### TASK PROMPT:
The lines below that include the word "each" are to be reported.

◇ ◇ ◇

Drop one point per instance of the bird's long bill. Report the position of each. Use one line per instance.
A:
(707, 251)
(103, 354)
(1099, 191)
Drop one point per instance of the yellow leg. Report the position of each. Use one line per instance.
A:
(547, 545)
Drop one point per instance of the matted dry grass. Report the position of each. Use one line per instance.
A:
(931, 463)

◇ ◇ ◇

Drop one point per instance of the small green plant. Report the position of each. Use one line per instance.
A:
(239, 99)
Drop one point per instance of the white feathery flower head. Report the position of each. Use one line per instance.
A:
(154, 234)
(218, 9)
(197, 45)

◇ ◇ ◇

### TASK RESULT:
Drop one point per instance of the bird's long bill. Report the position of each. Use one line per instance.
Drop one point per instance of the yellow leg. Report the position of each. Use one line per instance.
Drop one point per instance of the matted dry grass. Report the position of each. Use one line per instance.
Drop one point per instance of the small green plant. Report the position of each. Use one line per instance.
Drop one point per instance of the white feathery flower head. Report the position of each. Use one line per instance.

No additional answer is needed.